-- BEGIN ROWS --
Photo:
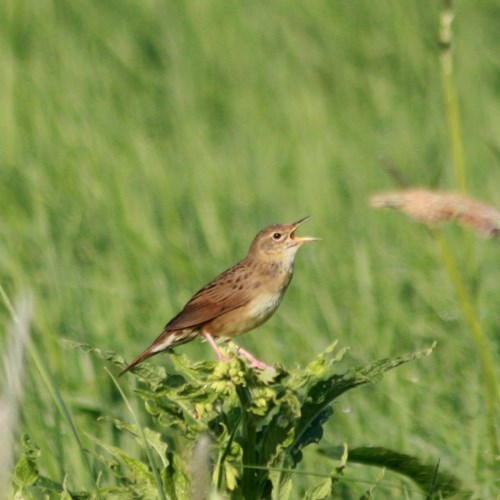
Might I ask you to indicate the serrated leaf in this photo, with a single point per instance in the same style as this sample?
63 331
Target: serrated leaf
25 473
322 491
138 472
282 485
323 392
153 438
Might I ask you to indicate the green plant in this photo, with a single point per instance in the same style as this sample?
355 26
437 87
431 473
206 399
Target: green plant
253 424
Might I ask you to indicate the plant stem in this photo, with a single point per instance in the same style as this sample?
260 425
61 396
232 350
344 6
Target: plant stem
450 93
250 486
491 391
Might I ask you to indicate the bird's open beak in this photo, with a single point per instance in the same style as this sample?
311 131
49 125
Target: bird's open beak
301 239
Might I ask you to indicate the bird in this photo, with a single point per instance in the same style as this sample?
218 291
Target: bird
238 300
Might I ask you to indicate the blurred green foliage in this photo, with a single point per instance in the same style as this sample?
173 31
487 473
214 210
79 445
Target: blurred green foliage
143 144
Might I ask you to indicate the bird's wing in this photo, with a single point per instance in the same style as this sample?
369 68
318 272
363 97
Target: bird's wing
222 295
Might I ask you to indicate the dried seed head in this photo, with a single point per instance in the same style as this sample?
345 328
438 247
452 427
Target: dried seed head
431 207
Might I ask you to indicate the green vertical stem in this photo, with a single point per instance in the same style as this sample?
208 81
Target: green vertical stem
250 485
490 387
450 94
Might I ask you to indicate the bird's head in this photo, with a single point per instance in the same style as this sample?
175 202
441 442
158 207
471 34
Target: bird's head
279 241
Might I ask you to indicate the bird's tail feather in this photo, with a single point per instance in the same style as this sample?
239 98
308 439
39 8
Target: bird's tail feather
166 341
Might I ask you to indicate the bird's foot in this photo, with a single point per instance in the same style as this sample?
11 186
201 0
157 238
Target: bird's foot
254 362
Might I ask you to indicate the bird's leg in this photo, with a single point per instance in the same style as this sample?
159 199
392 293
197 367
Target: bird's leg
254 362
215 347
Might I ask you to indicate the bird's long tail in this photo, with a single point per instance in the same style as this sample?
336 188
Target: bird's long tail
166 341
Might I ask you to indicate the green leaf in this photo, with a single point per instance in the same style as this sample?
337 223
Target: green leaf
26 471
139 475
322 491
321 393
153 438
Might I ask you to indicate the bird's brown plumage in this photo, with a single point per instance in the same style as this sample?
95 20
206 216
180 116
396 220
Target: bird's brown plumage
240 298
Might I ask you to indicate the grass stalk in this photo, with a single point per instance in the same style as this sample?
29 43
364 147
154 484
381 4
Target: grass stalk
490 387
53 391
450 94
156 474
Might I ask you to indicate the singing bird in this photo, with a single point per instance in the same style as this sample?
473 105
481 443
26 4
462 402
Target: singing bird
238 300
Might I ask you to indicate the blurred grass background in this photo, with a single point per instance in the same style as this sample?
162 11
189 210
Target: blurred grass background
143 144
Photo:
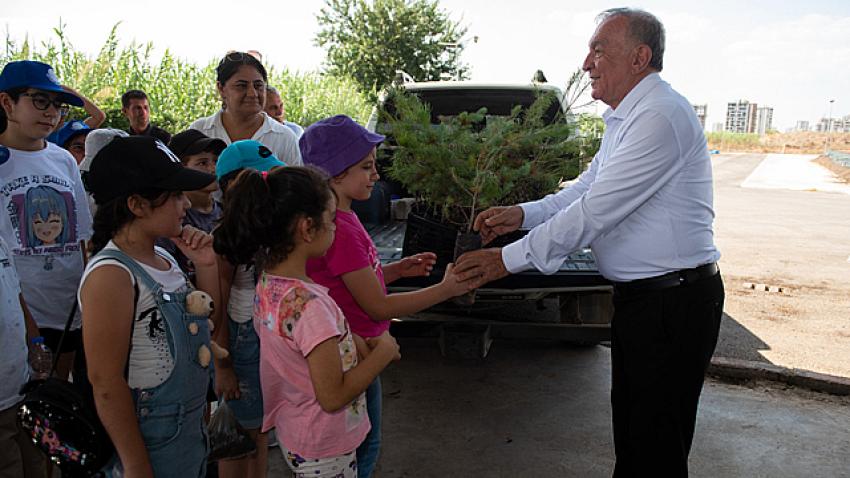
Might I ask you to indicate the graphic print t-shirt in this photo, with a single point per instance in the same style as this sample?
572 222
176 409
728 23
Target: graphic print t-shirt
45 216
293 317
-- END ROWS --
-- BEGIN ROWS --
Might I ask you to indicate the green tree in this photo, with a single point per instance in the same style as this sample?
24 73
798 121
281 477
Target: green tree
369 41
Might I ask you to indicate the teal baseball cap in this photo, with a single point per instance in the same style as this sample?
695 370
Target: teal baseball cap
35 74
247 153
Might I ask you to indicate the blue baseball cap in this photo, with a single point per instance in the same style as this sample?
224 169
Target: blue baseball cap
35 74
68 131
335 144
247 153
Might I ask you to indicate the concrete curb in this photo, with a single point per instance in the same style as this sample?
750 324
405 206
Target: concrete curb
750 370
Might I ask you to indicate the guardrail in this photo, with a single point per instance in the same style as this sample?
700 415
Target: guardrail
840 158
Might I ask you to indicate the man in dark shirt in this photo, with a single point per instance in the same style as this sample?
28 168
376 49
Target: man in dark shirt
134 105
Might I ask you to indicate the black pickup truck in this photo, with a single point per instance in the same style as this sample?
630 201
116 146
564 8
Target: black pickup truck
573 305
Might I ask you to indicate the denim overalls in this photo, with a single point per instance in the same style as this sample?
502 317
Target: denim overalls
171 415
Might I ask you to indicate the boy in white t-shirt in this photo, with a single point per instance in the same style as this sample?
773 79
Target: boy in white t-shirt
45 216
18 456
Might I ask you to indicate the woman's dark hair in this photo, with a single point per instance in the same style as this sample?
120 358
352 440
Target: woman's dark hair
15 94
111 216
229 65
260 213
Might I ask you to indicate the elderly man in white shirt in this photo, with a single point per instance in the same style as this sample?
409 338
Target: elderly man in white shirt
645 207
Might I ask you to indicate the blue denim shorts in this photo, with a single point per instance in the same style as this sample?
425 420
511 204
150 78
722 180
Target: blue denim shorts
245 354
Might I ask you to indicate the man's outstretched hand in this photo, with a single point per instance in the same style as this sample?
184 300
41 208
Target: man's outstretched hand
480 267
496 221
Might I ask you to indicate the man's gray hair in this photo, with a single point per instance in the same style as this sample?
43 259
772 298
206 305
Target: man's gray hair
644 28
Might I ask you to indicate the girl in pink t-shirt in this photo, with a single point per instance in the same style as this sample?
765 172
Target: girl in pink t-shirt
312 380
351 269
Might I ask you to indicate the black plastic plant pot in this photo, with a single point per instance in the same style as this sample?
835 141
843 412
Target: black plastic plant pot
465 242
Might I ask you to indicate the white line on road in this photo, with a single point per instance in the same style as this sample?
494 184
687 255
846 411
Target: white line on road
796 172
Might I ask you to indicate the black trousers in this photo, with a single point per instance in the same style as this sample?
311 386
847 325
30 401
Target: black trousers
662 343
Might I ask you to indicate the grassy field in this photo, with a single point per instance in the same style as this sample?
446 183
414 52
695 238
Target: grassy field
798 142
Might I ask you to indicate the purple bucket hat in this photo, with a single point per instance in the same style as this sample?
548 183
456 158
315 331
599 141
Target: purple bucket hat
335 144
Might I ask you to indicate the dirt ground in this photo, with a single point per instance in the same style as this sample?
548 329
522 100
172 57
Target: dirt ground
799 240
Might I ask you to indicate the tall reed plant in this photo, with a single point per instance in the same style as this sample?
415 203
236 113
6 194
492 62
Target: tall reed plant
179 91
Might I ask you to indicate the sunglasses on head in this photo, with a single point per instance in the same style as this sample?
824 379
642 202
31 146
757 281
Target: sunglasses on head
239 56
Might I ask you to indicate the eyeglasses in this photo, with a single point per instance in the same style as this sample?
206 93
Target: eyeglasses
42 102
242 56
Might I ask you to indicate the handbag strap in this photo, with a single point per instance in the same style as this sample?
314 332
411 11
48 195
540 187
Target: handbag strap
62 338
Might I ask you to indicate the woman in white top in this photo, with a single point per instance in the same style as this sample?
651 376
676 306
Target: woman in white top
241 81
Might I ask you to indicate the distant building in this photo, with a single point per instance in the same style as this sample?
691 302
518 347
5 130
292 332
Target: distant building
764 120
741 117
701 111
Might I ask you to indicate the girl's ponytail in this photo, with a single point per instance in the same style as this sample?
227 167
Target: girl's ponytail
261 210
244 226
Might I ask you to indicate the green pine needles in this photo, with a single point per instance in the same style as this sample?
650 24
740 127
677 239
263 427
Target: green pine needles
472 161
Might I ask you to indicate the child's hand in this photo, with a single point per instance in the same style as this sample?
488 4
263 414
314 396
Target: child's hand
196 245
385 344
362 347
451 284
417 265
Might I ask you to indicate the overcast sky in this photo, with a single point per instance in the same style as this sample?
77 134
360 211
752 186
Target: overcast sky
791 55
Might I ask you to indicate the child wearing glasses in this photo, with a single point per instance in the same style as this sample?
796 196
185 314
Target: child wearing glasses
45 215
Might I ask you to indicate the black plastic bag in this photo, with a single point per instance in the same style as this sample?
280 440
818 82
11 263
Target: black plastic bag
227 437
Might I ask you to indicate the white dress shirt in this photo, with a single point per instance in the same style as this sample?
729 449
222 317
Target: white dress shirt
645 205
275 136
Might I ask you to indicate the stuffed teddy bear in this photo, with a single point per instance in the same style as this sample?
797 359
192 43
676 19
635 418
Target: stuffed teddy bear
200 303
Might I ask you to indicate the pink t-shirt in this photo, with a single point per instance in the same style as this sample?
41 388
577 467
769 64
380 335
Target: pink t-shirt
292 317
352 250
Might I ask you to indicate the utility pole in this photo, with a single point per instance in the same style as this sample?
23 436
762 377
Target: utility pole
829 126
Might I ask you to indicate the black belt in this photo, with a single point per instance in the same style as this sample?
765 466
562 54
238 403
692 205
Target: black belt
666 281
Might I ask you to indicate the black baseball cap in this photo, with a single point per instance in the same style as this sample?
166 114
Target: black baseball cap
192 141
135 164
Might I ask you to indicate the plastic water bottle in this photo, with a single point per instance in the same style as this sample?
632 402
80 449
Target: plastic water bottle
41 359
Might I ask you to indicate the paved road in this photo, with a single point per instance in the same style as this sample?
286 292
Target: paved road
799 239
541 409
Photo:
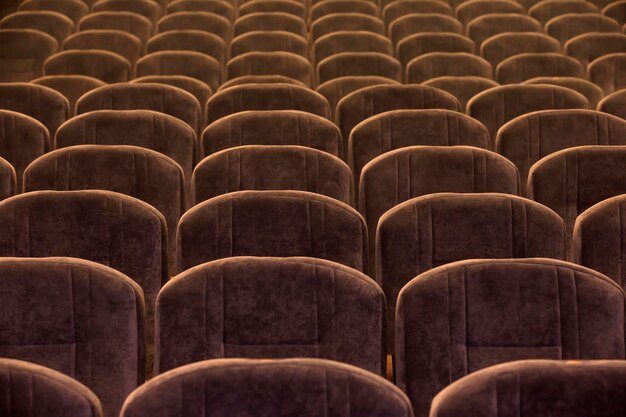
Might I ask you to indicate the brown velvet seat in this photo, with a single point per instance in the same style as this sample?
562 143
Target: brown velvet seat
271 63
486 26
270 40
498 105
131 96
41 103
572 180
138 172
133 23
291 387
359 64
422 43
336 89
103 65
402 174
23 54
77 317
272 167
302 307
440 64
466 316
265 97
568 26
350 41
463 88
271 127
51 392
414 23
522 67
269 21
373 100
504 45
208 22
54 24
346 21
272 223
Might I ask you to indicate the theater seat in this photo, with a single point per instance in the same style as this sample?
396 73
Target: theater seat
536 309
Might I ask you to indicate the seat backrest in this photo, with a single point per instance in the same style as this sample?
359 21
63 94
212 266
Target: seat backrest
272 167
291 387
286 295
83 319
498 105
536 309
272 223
-- END ROWS --
## PROMPT
How many lines of the data above contain the string "tree", with case counting? Report only the number.

## SOLUTION TO THIS TASK
2